### Stated task:
Count the lines below that contain the string "rhinestone", treating uppercase and lowercase as different, and reply with only that number.

-=-=-=-=-

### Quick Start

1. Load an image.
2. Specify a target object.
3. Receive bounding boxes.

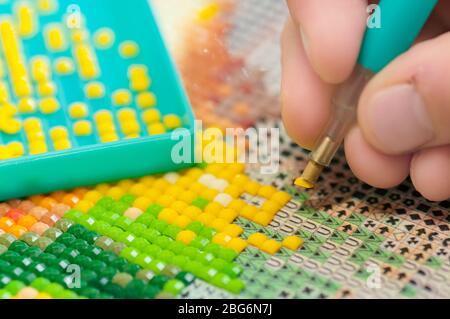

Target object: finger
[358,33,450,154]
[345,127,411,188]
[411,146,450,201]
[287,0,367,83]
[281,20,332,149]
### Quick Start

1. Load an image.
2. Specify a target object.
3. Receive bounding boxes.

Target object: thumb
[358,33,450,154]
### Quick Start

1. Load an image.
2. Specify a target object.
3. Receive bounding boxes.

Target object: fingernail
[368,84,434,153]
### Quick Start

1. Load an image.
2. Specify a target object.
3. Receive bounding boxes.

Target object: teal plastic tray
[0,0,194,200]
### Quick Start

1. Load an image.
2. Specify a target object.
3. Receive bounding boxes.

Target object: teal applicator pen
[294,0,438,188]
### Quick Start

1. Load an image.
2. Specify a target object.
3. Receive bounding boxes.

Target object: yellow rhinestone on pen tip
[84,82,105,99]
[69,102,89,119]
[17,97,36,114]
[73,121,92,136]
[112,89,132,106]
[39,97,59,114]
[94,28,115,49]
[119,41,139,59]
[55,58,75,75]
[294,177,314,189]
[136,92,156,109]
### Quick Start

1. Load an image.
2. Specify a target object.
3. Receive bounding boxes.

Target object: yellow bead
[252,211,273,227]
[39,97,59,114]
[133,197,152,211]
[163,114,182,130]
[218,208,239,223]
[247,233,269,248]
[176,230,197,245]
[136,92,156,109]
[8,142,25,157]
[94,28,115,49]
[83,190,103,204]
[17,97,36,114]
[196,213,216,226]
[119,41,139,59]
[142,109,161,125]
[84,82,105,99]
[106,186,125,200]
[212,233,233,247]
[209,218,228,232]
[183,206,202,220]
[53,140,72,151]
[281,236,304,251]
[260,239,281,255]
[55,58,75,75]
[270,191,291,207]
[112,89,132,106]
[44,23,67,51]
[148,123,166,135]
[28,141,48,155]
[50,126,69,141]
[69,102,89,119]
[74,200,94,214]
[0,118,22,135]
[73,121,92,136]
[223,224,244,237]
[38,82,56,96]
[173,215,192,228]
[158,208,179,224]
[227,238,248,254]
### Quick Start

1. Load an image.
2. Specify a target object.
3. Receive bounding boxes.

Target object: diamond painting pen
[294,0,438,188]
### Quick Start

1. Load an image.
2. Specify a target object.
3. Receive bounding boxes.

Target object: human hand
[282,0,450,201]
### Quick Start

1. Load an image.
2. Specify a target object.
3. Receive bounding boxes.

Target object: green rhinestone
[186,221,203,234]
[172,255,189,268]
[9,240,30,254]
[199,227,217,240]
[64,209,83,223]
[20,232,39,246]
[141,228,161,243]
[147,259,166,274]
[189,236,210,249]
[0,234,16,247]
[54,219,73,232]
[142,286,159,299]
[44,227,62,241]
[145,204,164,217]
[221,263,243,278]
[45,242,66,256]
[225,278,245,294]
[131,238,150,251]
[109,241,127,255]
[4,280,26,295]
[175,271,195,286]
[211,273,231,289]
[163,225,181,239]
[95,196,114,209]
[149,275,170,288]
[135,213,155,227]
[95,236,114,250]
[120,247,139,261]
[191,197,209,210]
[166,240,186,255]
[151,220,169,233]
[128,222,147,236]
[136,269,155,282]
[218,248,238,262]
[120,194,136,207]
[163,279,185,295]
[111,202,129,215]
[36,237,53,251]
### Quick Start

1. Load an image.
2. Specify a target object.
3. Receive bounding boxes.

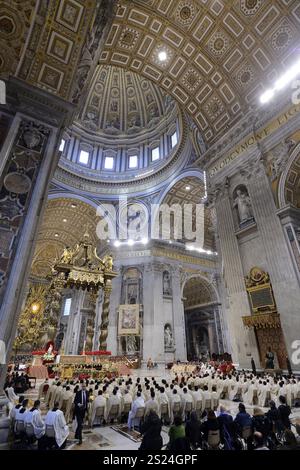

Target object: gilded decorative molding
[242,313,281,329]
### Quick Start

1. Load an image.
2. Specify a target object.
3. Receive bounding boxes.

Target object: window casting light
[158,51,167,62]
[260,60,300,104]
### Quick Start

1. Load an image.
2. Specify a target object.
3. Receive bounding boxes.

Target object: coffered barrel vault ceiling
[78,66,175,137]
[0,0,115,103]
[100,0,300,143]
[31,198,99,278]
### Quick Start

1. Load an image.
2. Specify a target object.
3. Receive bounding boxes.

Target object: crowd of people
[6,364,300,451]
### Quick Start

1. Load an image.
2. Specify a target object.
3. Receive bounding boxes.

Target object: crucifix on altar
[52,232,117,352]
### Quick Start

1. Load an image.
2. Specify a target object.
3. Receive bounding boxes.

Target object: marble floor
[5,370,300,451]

-=-=-=-=-

### Result of this task:
2